WHAT THE TASK REQUIRES =>
List every line in the rows below that contains the word "rappelling", copying each line in full. A line counts only if the capitalization matches.

"""

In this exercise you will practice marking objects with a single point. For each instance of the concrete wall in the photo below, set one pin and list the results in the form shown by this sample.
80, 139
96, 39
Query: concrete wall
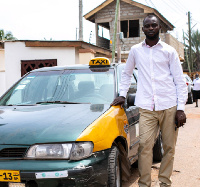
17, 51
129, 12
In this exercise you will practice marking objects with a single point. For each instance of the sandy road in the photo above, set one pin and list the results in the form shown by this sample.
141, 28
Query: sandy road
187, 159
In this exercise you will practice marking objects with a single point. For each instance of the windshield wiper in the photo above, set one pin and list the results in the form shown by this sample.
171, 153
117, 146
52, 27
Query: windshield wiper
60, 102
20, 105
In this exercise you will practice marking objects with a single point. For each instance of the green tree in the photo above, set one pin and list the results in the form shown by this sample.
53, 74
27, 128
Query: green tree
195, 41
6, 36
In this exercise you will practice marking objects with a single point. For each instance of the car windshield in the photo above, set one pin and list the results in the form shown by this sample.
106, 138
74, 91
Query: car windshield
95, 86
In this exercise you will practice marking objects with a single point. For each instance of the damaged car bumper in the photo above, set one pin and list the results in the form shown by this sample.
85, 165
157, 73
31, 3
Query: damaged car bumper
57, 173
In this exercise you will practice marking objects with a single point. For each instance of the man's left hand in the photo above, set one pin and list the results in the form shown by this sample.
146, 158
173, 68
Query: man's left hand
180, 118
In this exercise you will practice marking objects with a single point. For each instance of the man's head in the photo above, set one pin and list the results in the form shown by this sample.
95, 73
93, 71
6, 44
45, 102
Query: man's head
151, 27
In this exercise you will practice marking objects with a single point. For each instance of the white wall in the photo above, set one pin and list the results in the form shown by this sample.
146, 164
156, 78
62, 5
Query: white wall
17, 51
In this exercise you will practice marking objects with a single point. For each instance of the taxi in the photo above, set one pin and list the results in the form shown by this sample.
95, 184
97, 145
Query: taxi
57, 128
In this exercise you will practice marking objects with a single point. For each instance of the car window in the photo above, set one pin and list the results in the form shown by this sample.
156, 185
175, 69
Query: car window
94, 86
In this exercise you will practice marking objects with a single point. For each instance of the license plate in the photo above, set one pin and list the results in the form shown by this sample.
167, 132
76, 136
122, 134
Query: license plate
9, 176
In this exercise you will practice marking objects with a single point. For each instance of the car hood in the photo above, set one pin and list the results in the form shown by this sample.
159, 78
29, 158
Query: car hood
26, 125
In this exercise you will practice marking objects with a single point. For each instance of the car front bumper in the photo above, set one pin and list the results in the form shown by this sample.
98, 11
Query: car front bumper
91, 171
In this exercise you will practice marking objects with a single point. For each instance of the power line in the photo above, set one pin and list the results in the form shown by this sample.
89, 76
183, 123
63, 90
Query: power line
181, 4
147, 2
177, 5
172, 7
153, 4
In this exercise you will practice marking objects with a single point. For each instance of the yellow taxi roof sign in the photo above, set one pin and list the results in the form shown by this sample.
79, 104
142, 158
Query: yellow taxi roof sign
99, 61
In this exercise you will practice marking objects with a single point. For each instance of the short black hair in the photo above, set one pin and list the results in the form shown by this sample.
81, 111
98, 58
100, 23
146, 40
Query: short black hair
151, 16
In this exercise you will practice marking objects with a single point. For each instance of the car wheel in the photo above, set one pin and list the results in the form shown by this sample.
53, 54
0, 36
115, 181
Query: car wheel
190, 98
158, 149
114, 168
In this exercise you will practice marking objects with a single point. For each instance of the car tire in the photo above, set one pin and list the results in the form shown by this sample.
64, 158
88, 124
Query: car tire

"""
"""

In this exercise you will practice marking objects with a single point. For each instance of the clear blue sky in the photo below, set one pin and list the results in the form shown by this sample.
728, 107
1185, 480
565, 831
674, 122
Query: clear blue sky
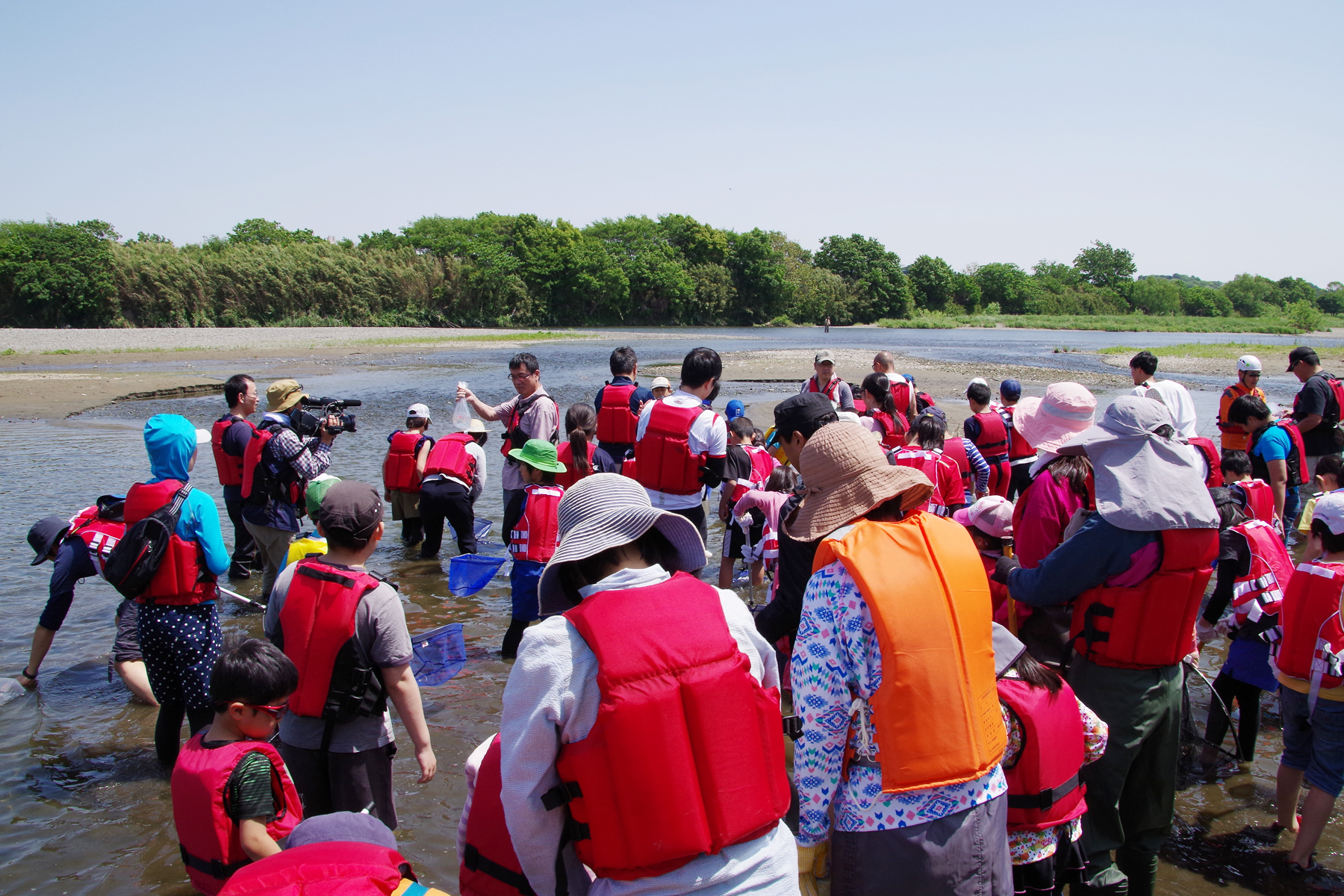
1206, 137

"""
"""

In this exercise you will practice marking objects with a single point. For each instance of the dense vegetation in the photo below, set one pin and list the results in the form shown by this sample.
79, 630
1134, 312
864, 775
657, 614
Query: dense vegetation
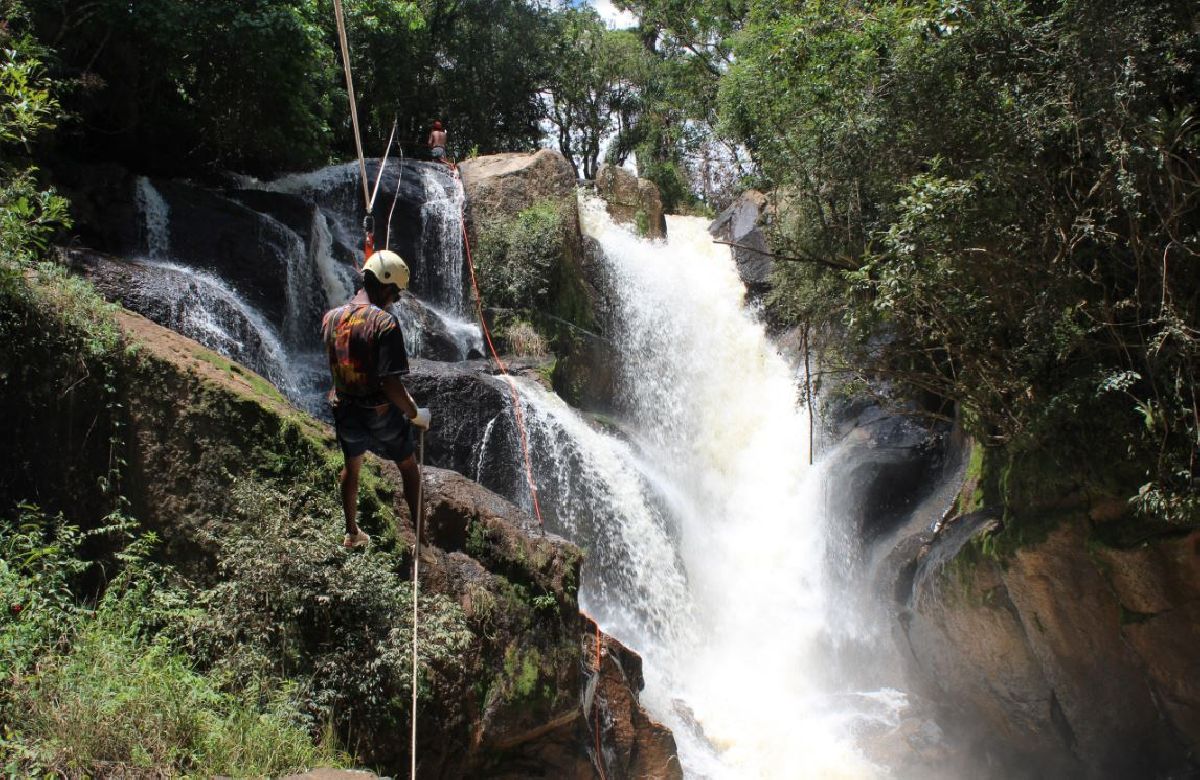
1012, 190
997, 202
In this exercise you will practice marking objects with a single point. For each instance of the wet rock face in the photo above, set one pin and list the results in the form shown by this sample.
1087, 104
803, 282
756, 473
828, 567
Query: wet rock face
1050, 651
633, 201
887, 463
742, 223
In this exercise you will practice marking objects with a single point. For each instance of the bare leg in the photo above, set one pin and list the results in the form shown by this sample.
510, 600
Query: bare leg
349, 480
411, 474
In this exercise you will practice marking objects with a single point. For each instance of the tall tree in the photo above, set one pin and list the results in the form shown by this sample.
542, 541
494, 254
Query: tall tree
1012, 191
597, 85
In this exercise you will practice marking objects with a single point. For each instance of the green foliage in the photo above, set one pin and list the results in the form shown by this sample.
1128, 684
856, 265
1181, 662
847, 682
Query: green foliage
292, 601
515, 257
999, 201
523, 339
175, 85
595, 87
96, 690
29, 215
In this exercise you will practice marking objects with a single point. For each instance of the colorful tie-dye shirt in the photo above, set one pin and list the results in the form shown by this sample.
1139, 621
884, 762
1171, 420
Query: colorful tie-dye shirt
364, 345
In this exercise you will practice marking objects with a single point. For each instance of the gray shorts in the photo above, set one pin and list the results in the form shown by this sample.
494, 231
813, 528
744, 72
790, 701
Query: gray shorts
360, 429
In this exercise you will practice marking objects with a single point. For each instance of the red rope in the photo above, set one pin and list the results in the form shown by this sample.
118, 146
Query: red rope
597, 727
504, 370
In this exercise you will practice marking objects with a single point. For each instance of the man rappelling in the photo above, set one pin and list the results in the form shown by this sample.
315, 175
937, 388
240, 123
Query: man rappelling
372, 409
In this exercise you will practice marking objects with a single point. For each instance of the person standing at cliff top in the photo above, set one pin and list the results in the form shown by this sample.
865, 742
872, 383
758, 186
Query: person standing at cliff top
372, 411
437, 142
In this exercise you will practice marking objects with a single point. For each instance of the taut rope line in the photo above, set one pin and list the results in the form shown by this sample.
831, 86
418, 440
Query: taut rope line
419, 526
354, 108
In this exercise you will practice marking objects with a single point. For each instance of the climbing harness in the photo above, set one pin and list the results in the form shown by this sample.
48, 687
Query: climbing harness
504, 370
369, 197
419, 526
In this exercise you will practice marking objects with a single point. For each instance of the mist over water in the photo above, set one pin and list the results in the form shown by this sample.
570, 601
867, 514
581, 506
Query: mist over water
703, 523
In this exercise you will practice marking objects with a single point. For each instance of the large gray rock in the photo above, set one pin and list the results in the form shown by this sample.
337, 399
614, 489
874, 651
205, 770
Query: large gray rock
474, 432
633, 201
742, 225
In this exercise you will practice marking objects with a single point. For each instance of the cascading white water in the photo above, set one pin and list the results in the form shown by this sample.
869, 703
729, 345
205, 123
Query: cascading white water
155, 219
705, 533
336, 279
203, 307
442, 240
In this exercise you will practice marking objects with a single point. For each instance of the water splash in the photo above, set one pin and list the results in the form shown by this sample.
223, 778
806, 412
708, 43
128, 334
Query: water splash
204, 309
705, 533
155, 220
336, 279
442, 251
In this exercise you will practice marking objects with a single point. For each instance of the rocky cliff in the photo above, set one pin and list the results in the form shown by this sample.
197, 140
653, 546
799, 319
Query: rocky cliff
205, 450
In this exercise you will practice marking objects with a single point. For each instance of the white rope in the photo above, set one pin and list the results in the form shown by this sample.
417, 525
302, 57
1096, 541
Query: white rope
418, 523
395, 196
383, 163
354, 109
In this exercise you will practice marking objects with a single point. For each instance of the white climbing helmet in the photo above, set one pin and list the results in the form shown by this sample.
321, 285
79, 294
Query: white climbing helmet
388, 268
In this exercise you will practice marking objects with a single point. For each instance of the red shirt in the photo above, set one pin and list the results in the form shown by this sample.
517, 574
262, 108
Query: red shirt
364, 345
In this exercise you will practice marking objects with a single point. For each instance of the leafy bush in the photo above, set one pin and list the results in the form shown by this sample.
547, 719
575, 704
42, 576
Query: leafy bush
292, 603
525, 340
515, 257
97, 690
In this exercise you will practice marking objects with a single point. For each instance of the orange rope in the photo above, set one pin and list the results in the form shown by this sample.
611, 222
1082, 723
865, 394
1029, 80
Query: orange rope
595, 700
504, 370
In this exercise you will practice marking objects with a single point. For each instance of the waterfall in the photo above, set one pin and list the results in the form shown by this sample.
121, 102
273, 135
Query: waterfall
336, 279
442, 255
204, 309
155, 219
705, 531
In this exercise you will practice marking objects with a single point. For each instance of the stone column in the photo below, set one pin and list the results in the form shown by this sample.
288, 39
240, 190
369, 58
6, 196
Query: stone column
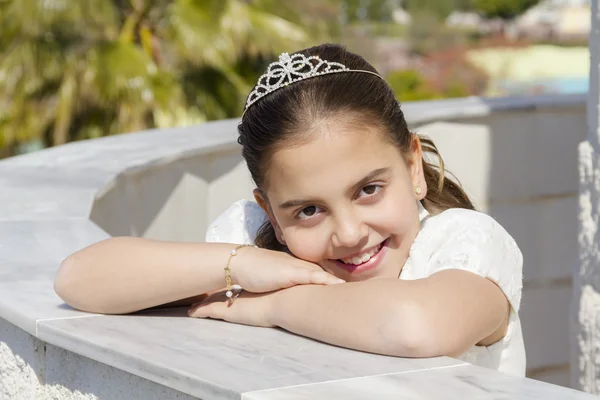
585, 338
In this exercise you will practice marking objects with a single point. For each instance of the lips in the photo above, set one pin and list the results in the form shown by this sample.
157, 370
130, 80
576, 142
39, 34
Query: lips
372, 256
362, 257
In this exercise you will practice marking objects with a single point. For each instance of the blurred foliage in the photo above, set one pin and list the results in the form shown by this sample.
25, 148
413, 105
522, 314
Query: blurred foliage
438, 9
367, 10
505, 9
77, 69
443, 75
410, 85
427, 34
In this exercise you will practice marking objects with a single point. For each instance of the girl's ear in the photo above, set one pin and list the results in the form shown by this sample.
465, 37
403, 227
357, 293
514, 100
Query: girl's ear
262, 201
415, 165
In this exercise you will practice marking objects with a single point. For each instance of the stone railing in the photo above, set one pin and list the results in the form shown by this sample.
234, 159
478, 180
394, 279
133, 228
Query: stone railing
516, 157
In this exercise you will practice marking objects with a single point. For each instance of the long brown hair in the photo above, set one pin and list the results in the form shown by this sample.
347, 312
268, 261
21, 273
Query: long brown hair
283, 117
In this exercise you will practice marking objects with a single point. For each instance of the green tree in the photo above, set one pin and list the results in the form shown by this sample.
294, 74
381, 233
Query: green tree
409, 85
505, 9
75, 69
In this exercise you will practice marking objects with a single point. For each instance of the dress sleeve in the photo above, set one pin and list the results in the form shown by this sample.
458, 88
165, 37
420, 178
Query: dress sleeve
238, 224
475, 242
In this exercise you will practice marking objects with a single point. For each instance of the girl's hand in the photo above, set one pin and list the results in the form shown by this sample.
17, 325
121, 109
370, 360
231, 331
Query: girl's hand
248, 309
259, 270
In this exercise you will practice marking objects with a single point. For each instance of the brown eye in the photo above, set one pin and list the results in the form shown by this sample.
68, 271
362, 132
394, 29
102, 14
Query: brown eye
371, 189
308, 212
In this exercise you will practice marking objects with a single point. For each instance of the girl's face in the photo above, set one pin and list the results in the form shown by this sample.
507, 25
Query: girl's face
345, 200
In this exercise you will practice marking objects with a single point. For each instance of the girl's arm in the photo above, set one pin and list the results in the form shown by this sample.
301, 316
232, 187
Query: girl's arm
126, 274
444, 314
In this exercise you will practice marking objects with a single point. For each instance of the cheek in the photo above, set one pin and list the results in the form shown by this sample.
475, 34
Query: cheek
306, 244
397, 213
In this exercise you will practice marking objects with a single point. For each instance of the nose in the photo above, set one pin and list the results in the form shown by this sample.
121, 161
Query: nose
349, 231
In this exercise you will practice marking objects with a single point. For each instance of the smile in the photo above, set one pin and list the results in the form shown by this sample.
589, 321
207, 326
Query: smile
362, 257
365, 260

"""

SOLUTION FOR THIS EXERCISE =>
In this exercise you will practice marking objects with a single point. For each instance of the man rappelling in the photo above, set one pin and list the results in the form shown by this sample.
Query: man rappelling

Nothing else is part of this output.